- **DATA PROVIDED**:
---

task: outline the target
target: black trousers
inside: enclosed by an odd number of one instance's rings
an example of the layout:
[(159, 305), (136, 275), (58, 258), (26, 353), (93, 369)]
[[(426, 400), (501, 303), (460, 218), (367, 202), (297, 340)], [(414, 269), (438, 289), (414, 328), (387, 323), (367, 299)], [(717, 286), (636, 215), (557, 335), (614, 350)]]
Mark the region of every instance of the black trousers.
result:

---

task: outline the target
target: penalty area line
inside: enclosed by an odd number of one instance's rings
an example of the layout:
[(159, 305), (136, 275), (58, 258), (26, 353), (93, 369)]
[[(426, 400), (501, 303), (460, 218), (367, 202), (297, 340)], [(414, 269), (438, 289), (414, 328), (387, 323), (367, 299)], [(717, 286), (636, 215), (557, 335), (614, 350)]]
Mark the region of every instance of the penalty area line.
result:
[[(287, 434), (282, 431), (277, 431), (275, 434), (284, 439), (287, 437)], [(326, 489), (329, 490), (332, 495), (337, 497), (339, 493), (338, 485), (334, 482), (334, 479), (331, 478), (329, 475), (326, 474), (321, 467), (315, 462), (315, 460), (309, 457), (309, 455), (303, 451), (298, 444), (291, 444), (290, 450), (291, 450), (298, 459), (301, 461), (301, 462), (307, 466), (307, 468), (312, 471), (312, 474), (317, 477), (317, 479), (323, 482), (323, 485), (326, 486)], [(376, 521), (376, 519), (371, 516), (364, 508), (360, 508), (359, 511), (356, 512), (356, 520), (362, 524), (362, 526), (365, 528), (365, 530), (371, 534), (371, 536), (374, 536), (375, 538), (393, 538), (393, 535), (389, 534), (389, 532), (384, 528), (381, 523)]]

---

Please count the lines of the data above that contain the word "area" and give only that number.

2